• **WHAT THE EXERCISE ASKS**
The records below hold pictures; please leave those out and retype the rest exactly.

• **DATA ROWS**
■ ■ ■ ■
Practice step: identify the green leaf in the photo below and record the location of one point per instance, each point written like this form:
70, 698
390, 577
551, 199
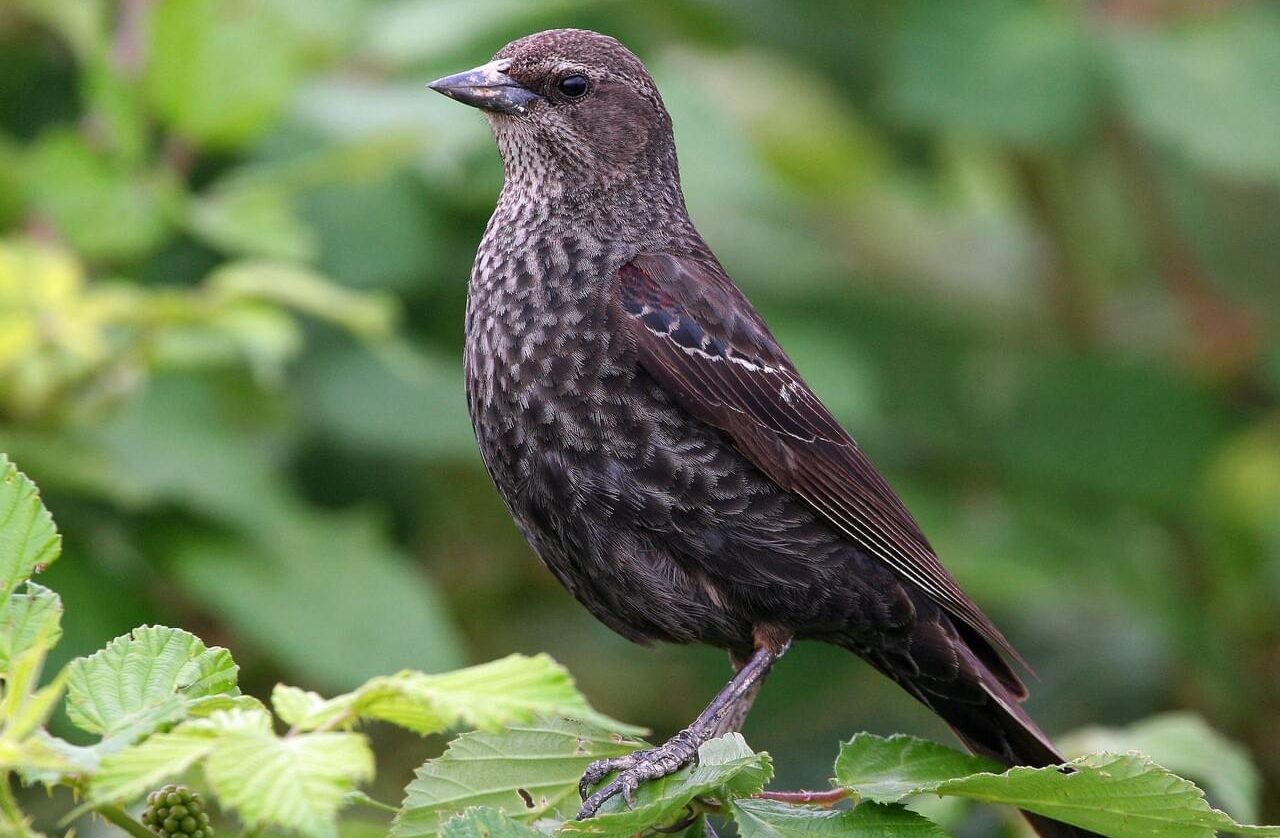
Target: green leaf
528, 772
1210, 90
297, 782
144, 679
291, 594
28, 618
218, 72
990, 67
368, 315
726, 769
411, 31
28, 539
772, 819
1123, 796
100, 207
414, 402
888, 769
138, 769
484, 822
488, 696
24, 706
1185, 745
250, 218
■ ■ ■ ■
• **RESULT**
Practice step: identify the green leaf in the photo below and record the location of one point per instance, each point written like this form:
70, 698
390, 577
551, 199
Target: green leaf
528, 772
1210, 90
297, 782
144, 679
291, 594
28, 618
218, 72
990, 67
368, 315
726, 769
411, 31
28, 539
772, 819
1123, 796
100, 207
414, 402
888, 769
138, 769
484, 822
488, 696
24, 706
1185, 745
250, 218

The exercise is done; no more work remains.